# Problem details:
Leave the pictures out, and retype all of the material exactly as written.

──────────────────────────────

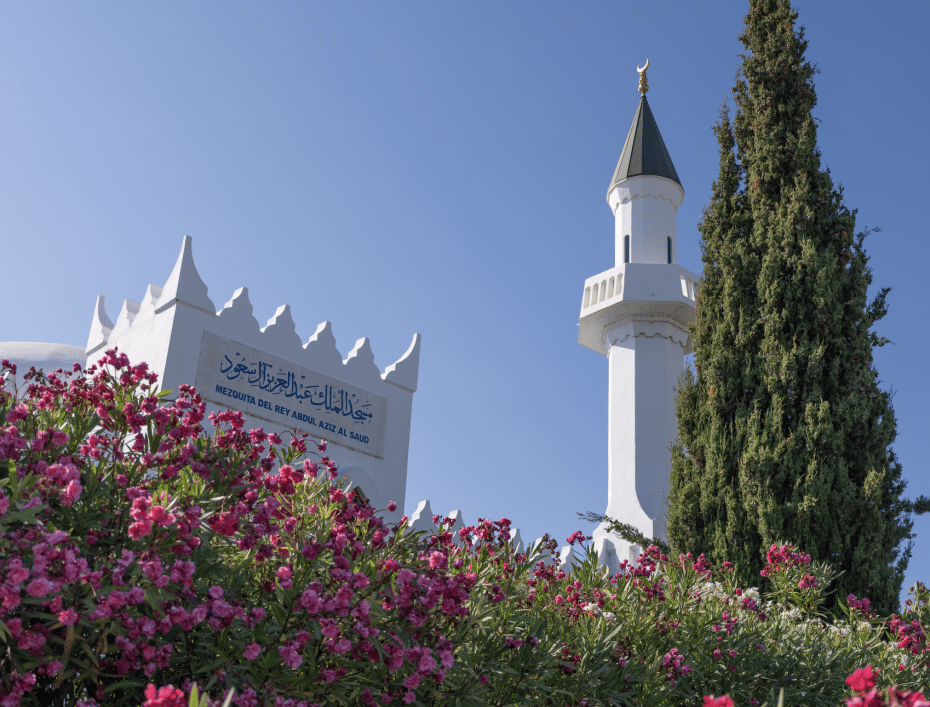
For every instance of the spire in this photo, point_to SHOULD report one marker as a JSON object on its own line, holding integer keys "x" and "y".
{"x": 644, "y": 151}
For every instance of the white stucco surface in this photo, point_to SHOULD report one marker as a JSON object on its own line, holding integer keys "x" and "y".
{"x": 45, "y": 357}
{"x": 637, "y": 315}
{"x": 290, "y": 382}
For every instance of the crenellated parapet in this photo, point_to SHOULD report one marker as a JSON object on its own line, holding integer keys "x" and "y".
{"x": 271, "y": 374}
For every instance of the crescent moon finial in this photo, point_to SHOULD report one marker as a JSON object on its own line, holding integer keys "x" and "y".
{"x": 643, "y": 86}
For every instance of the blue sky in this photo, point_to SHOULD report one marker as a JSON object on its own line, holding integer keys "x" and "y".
{"x": 437, "y": 168}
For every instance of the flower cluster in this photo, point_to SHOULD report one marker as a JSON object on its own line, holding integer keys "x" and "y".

──────────────────────────────

# Right answer:
For every instance of the spire in this photo, point_to SHOULD report one marker as a JSON object on its own line, holding integer keys "x" and "y".
{"x": 644, "y": 151}
For every instance of the white stucco surface in this photo, point_to SHOULD report one marker as a JSON object on its own line, holding integer keys "x" and "y".
{"x": 45, "y": 357}
{"x": 637, "y": 315}
{"x": 290, "y": 382}
For every instance of the crenellated parapet in this photo, point_to SHOULD report one marker as a JSON object on its own line, holding integer keys "x" and "y".
{"x": 271, "y": 374}
For every instance of the crescent moon finial in this photo, point_to SHOULD report one marker as a JSON object on its own line, holding integer keys "x" and "y".
{"x": 643, "y": 86}
For every instance of the blue sky in this photo, point_to SHOULD report one marker as a JSON object on its own line, holding integer keys "x" and "y".
{"x": 437, "y": 168}
For every instance of the flower cluster in this photo, point_to SHOULD report one marker as a JSON object on its own line, holding integer keys "x" and "y".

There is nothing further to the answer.